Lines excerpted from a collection
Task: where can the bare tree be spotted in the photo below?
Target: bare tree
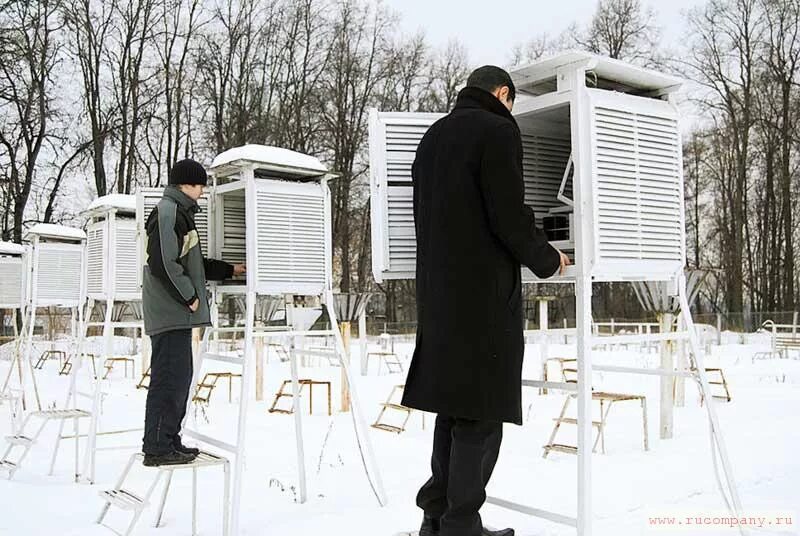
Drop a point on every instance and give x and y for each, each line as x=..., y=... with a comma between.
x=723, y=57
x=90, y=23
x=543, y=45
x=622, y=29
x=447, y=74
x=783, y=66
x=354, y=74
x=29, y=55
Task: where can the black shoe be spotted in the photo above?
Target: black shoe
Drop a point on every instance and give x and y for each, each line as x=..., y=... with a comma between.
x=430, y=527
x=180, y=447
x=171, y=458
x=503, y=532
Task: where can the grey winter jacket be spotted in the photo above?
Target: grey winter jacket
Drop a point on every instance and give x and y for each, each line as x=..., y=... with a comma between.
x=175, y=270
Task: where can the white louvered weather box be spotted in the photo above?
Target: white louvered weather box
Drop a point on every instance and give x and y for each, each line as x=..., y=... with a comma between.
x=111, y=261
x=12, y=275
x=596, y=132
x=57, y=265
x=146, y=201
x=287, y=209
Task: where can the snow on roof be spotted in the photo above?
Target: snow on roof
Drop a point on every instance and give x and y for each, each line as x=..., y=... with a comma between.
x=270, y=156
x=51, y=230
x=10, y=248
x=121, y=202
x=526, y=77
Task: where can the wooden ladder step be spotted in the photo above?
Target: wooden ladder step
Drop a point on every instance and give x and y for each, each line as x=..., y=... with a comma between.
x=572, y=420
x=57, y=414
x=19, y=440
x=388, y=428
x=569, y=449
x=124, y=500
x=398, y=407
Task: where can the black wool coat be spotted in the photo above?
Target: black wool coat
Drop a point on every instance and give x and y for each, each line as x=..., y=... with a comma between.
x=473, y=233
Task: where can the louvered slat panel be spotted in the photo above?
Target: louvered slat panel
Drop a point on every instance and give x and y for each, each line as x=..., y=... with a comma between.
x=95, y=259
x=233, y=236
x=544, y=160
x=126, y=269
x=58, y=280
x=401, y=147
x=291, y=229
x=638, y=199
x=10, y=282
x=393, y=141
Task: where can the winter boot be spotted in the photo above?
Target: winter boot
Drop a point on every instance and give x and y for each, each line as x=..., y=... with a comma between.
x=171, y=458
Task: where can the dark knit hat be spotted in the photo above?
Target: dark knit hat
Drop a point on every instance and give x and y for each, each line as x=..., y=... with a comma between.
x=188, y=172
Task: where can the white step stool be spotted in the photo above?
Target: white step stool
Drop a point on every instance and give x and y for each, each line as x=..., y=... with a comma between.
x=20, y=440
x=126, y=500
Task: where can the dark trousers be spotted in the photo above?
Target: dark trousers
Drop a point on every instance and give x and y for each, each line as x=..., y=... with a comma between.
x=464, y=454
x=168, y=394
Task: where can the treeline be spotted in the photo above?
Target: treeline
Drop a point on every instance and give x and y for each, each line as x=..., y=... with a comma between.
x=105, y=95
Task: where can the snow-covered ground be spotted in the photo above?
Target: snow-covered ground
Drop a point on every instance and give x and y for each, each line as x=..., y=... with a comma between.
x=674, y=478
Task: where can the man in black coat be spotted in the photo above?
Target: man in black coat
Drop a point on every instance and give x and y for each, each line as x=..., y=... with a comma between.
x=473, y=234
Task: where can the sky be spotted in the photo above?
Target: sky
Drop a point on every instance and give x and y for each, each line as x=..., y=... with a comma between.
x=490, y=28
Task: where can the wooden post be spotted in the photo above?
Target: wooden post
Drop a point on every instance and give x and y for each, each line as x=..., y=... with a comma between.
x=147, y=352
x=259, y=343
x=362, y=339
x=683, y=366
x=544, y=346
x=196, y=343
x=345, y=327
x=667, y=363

* _Task brief_
Render all the lines above as a JSON list of strings, one string per line. Leave out blank lines and the pictures.

* _Result of this task_
[
  "Task: where can the bare tree be spotted in the photo below?",
  "Target: bare tree",
  "Drop a point on every instance and give x and y for each, each line as x=..., y=... with a comma between.",
  "x=723, y=57",
  "x=90, y=23",
  "x=543, y=45",
  "x=622, y=29",
  "x=447, y=74",
  "x=783, y=66",
  "x=354, y=74",
  "x=29, y=55",
  "Task: where can the black shoe be spotted in the photo above?",
  "Target: black shoe",
  "Drop a point on every instance and give x and y for each, each line as x=..., y=... with a comma between.",
  "x=430, y=527",
  "x=180, y=447",
  "x=171, y=458",
  "x=503, y=532",
  "Task: where can the grey winter jacket be spotted in the photo above?",
  "Target: grey winter jacket",
  "Drop a point on every instance and give x and y for each, each line as x=..., y=... with a comma between.",
  "x=175, y=270",
  "Task: where can the white louvered weather box be spotted in the photo above?",
  "Target: white louvered weather box",
  "Drop a point on every instance and give x and y for each, each line as x=..., y=... with a comma between.",
  "x=111, y=261",
  "x=12, y=275",
  "x=596, y=132",
  "x=57, y=265",
  "x=146, y=201",
  "x=287, y=209",
  "Task: where can the snow on roof be spotted in the photo above?",
  "Target: snow on roof",
  "Drop a point on every instance and give x and y for each, each line as x=..., y=... with a comma between.",
  "x=270, y=156",
  "x=51, y=230",
  "x=10, y=248",
  "x=121, y=202",
  "x=526, y=77",
  "Task: where can the wooden ladder step be spotted in the photo above?",
  "Target: wooden ladder step",
  "Drop a point on every instance and give x and y for each, each line as x=..., y=... with a comma between.",
  "x=572, y=420",
  "x=57, y=414",
  "x=19, y=440",
  "x=388, y=428",
  "x=569, y=449",
  "x=124, y=500",
  "x=398, y=407",
  "Task: where can the black wool coat be spotted in the photo above?",
  "Target: black wool coat",
  "Drop a point on every instance and give x and y for each, each line as x=..., y=... with a comma between.",
  "x=473, y=233",
  "Task: where can the louvered slat panel be spotted in the photo above?",
  "Target: louvered slat panel",
  "Drop a point on every instance and give x and y for each, each line as x=..., y=... with a comma between.",
  "x=95, y=259",
  "x=233, y=236",
  "x=544, y=160",
  "x=126, y=269",
  "x=58, y=280",
  "x=401, y=147",
  "x=291, y=229",
  "x=638, y=199",
  "x=10, y=282",
  "x=393, y=141",
  "Task: where can the winter boot be spotted in the photo above?",
  "Target: winter boot",
  "Drop a point on every instance and give x and y for each, each line as x=..., y=... with a comma between.",
  "x=171, y=458",
  "Task: where can the dark knit hat be spotted in the photo above?",
  "Target: dark knit hat",
  "Drop a point on every instance and give x and y for each, each line as x=..., y=... with a comma between.",
  "x=188, y=172",
  "Task: where can the white step stool be spotted in the photo above?",
  "Target: white step stool",
  "Drop a point on every instance and give x and y for each, each line as x=..., y=... with a comma between.",
  "x=20, y=440",
  "x=126, y=500",
  "Task: where can the dark trousers be spotted in the photo above?",
  "Target: dark trousers",
  "Drop a point on every instance and give x and y for each, each line as x=..., y=... with a comma between.",
  "x=464, y=454",
  "x=168, y=394",
  "Task: where can the treeline be spotted in the photo above?",
  "Target: treeline",
  "Drop a point on every instance and give x and y for each, each line as x=..., y=... with a comma between.",
  "x=105, y=95",
  "Task: where can the snow-covered ground be spotted in the photo above?",
  "Target: snow-covered ground",
  "Drop a point on every instance and give x and y for each, each line as x=..., y=... with a comma between.",
  "x=674, y=478",
  "Task: where can the man in black coat be spotted in the photo above?",
  "Target: man in black coat",
  "Drop a point on every instance and give x and y for each, each line as x=..., y=... with a comma between.",
  "x=473, y=234",
  "Task: where can the sky be spotted in the photo above?",
  "Target: sky",
  "Drop a point on every instance and give x and y for each, each line as x=..., y=... with a comma between.",
  "x=490, y=28",
  "Task: where can the wooden post be spotted in the photo above?",
  "Target: wooden post",
  "Drop a point on every instance and give x and y for each, each line as x=..., y=... with a comma between.",
  "x=147, y=352",
  "x=259, y=343",
  "x=362, y=339",
  "x=683, y=366",
  "x=544, y=346",
  "x=196, y=343",
  "x=345, y=327",
  "x=667, y=363"
]